§ **EXTRACT TO READ**:
======

Skip to content
/ aero Public
forked from slp-rl/aero

Modified version of the PyTorch implementation of "Audio Super Resolution in the Spectral Domain" (ICASSP 2023)

License

Notifications You must be signed in to change notification settings

pokepress/aero

 
 

Folders and files

NameName
Last commit message
Last commit date

Latest commit

 
 
 
 
 
 
 
 
 
 
 
 
 
 
 
 
 
 
 
 
 

Repository files navigation

AERO

Audio Super Resolution in the Spectral Domain

This is a modified version of the official PyTorch implemenation of AERO: Audio Super Resolution in the Spectral Domain: paper, project page.

Checkpoint files are available! Details below.

Requirements

Install requirements specified in requirements.txt:
pip install -r requirements.txt

We ran our code on CUDA/12.1, we therefore installed pytorch/torchvision/torchaudio with the following:

pip install torch==2.2.2+cu121 torchvision==0.17.2 torchaudio==2.2.2 --index-url https://download.pytorch.org/whl/cu121

Torch 2.3.1 appears to have an autocast issue that prevents it from working with bfloat16, at least for this project.

======

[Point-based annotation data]

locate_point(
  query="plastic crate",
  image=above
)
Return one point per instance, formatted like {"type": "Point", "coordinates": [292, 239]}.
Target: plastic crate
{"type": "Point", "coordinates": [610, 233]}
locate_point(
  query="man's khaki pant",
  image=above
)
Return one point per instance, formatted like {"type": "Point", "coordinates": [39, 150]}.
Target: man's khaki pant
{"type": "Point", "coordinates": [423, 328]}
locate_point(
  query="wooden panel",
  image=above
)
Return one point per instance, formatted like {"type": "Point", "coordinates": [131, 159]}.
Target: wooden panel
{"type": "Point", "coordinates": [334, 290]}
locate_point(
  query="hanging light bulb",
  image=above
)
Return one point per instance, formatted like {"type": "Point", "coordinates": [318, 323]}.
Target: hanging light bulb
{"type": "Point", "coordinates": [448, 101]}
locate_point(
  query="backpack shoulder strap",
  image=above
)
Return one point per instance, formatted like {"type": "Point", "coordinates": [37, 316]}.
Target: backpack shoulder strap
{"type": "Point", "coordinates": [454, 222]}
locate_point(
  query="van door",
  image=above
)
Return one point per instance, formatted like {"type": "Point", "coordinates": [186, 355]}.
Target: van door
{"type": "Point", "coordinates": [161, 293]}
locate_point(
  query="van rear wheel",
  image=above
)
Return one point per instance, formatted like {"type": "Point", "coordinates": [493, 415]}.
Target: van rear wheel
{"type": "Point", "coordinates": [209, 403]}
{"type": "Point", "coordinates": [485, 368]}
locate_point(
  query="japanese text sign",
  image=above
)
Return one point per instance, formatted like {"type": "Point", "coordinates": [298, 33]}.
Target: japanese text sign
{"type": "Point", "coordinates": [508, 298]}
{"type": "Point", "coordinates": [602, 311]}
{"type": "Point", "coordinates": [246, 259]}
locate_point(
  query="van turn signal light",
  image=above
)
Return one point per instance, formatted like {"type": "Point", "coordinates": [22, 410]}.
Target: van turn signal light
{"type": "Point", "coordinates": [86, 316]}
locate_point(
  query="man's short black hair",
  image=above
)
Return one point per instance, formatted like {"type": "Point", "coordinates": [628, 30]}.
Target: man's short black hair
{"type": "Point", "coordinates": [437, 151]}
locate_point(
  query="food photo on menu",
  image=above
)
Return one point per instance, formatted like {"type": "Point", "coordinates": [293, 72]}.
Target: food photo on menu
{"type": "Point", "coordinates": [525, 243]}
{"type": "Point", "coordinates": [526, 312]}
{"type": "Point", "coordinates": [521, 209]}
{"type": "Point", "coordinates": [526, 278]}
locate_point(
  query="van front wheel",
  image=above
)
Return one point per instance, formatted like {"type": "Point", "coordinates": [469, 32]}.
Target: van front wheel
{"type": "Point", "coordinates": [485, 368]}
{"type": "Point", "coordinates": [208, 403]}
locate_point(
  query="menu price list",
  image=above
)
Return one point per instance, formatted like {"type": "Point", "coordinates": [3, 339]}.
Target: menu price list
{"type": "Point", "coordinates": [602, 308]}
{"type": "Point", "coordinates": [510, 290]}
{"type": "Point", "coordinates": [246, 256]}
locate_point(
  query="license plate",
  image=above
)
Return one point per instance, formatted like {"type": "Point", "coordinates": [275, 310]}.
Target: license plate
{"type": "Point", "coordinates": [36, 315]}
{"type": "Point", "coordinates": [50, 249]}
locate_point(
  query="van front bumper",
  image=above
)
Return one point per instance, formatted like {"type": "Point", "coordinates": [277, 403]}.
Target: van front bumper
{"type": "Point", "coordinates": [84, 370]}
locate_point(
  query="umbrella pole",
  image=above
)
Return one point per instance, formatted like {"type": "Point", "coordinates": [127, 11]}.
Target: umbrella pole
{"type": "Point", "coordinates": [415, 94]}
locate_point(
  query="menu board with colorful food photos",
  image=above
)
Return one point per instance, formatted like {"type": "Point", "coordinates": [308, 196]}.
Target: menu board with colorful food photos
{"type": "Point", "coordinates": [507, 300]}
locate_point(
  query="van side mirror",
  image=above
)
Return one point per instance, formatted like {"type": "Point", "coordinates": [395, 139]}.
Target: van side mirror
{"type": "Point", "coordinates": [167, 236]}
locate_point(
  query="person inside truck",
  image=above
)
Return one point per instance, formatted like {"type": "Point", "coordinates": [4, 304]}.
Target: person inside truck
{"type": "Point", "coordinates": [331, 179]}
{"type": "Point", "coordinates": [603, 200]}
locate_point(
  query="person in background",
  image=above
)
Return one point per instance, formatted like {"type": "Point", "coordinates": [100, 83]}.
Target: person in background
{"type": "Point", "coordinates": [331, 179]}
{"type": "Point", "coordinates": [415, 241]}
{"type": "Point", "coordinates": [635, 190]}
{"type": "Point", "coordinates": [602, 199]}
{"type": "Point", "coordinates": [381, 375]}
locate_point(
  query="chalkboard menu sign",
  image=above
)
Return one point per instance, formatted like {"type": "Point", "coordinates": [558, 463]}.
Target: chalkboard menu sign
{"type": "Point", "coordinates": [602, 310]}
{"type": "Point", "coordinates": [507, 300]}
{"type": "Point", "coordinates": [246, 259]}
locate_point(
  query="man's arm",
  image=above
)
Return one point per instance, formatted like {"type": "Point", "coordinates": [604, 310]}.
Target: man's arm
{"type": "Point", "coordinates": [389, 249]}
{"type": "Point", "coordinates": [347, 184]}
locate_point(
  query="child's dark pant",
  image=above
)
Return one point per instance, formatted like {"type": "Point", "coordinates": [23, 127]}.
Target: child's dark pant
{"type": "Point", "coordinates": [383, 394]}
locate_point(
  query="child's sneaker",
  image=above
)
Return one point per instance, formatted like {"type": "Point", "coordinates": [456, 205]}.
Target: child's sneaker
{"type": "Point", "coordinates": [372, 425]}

======

§ **WRITTEN REQUEST 1**:
Retype the part of the AERO repository page that opens with the words containing "Install requirements specified" and closes with "for this project.".
§ **WRITTEN REQUEST 2**:
Summarize the AERO repository page in two sentences.
§ **WRITTEN REQUEST 3**:
According to the AERO repository page, which CUDA version was the code run on?
The entries are not needed for any of the work here.

§ **ANSWER 1**:
Install requirements specified in requirements.txt:
pip install -r requirements.txt

We ran our code on CUDA/12.1, we therefore installed pytorch/torchvision/torchaudio with the following:

pip install torch==2.2.2+cu121 torchvision==0.17.2 torchaudio==2.2.2 --index-url https://download.pytorch.org/whl/cu121

Torch 2.3.1 appears to have an autocast issue that prevents it from working with bfloat16, at least for this project.

§ **ANSWER 2**:
The repository is a modified version of the PyTorch implementation of "Audio Super Resolution in the Spectral Domain" (ICASSP 2023), and checkpoint files are available for it. Requirements are installed from requirements.txt; the code was run on CUDA 12.1 with torch 2.2.2+cu121, torchvision 0.17.2 and torchaudio 2.2.2, while Torch 2.3.1 appears to have an autocast issue that keeps it from working with bfloat16 for this project.

§ **ANSWER 3**:
CUDA 12.1.